=== Section Start ===

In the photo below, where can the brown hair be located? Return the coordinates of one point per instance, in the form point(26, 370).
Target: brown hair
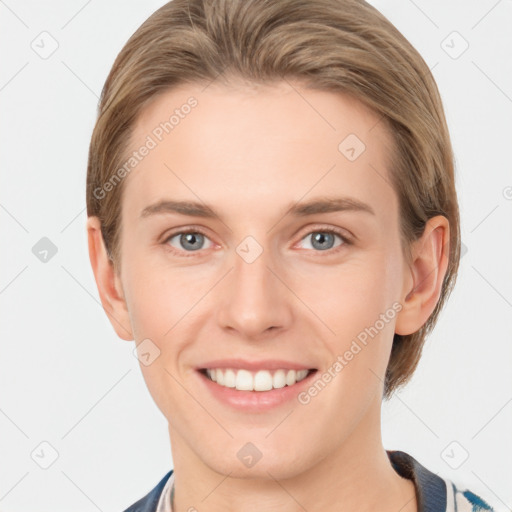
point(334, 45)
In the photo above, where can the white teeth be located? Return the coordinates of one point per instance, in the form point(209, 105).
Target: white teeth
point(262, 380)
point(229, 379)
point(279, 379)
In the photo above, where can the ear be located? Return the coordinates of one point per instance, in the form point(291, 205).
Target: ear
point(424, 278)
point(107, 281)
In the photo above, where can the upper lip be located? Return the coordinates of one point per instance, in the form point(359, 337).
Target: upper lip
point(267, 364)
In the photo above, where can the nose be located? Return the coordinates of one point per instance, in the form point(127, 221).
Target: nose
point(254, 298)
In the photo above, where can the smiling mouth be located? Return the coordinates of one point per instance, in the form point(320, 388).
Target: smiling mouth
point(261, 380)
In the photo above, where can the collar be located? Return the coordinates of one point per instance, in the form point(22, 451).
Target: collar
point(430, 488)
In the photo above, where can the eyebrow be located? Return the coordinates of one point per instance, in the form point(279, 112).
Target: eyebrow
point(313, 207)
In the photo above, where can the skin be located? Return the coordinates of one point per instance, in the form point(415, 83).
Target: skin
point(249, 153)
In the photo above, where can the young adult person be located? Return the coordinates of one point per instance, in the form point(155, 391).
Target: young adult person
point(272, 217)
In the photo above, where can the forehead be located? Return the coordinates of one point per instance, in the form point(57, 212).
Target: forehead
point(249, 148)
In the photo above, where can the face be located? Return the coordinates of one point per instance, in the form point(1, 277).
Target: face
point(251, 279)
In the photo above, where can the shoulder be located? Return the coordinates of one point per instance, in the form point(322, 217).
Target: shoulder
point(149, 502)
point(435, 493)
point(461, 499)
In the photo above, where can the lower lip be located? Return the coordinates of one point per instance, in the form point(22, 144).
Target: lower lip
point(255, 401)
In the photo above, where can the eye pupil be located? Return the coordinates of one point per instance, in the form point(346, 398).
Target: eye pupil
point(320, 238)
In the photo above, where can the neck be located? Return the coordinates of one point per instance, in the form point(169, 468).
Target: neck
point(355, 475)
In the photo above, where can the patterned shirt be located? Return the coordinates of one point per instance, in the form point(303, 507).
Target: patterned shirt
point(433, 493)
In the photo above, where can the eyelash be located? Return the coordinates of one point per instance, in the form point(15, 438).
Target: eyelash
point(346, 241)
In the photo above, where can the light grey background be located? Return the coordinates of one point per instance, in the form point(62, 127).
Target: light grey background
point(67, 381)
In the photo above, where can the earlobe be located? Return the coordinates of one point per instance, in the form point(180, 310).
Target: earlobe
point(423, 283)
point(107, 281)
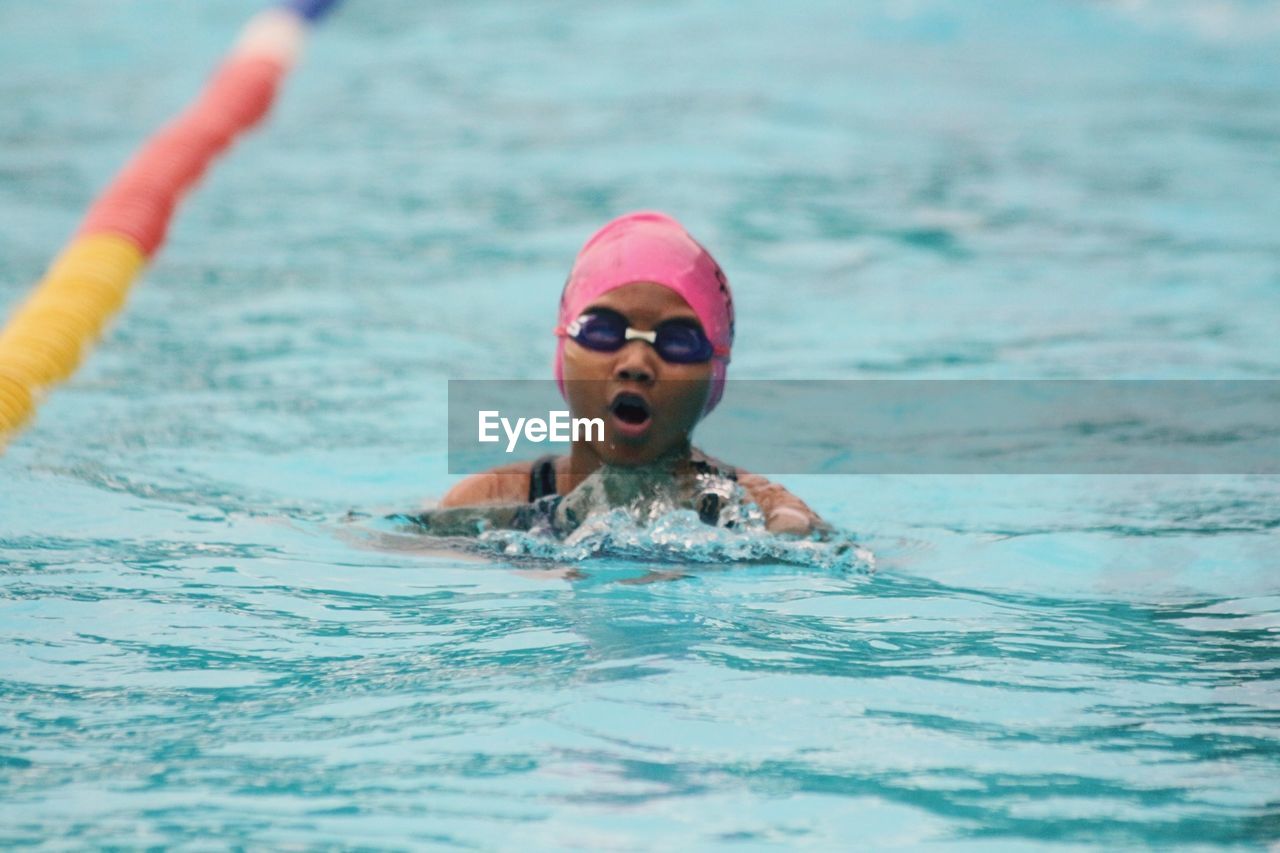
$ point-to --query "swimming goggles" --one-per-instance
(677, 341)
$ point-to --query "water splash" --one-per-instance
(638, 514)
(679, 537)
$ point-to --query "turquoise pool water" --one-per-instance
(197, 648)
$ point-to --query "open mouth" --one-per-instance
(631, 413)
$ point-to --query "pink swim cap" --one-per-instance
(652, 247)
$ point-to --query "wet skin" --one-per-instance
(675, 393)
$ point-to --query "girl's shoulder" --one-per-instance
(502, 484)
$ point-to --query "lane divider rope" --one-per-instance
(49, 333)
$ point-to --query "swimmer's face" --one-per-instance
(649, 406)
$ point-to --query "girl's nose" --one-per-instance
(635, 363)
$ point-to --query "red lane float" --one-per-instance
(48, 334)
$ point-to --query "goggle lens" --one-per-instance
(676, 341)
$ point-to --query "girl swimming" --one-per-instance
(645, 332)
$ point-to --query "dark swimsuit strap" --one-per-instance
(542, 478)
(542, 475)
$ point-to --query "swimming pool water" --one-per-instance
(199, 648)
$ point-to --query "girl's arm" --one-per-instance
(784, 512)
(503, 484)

=== Section End ===
=== Section Start ===

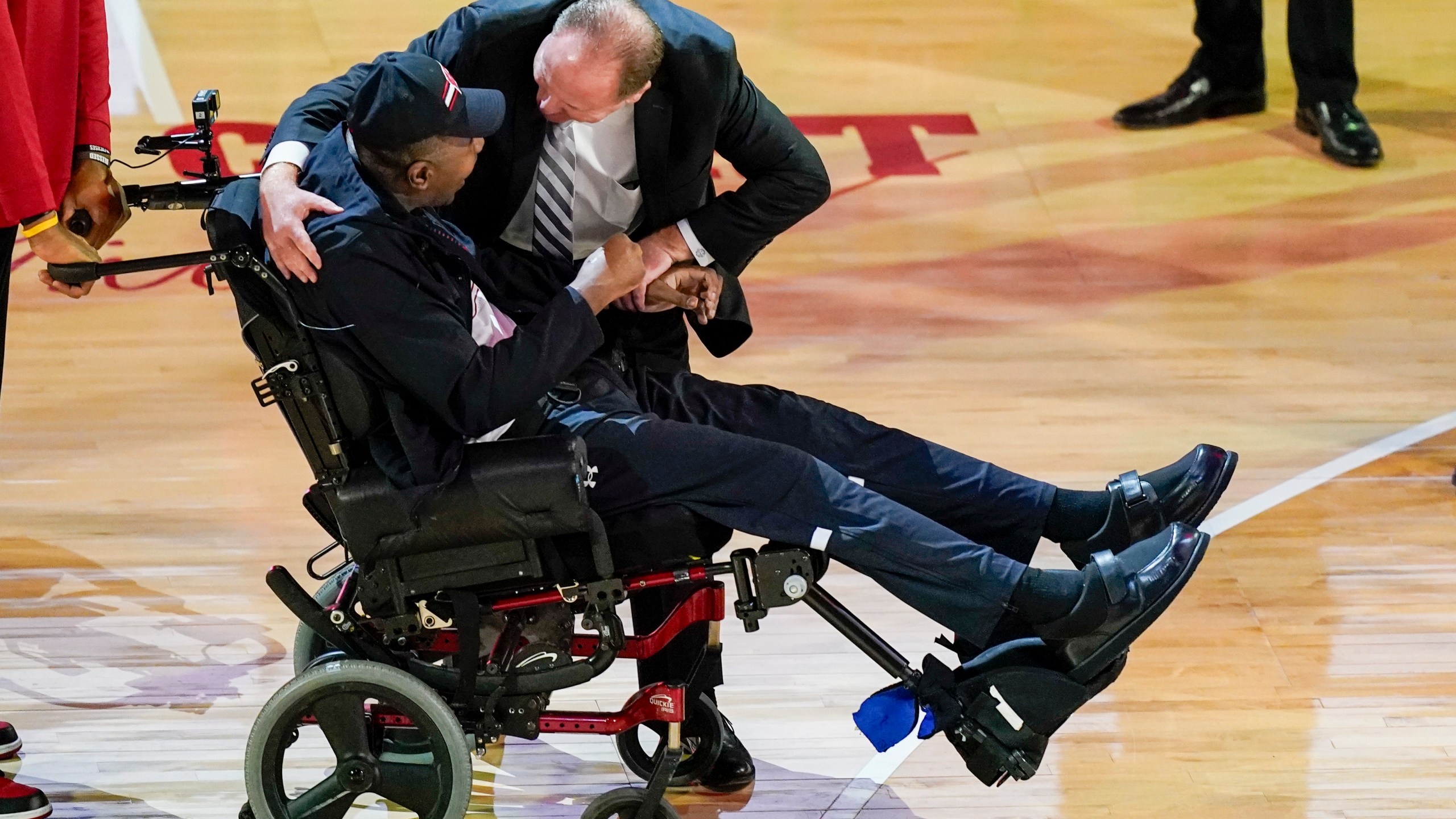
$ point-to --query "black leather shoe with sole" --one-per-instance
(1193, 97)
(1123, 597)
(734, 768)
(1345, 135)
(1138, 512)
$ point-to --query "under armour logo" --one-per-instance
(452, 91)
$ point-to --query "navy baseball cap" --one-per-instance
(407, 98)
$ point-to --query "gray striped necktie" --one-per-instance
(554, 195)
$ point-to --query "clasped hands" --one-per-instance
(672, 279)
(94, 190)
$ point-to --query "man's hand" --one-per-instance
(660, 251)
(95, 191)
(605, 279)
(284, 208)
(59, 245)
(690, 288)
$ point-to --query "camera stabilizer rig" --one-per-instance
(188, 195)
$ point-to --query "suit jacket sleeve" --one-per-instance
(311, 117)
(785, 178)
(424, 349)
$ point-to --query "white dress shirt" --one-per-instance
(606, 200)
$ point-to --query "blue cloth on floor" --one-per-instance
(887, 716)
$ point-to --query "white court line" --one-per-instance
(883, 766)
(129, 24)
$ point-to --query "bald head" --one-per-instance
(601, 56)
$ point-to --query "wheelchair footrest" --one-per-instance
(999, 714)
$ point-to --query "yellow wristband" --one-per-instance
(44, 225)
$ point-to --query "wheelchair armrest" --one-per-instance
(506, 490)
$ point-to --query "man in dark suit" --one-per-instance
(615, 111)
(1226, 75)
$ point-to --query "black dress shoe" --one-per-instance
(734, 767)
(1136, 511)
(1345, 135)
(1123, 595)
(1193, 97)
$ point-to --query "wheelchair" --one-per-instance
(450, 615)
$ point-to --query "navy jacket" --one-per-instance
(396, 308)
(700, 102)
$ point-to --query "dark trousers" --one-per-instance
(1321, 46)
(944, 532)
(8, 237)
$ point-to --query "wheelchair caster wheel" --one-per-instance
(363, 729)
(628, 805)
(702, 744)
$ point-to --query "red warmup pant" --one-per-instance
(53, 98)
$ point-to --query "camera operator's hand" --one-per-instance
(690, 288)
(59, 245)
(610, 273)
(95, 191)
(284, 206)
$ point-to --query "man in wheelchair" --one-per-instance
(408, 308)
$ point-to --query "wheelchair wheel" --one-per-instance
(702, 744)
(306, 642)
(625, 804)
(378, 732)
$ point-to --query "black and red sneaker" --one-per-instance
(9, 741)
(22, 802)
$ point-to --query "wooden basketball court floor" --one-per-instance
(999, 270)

=== Section End ===

What the task requires
Reproduce the data above exactly, but only from the line containing "In the photo below, where" through the line containing "In the photo above, where can the white". Omit all pictures.

Task result
In the photo below, where can the brown hair be located? Return the coordinates of one point per instance, in the form point(26, 370).
Target: brown hair
point(334, 45)
In the photo above, where can the white teeth be located? Return the coordinates of one point per instance, in the form point(209, 105).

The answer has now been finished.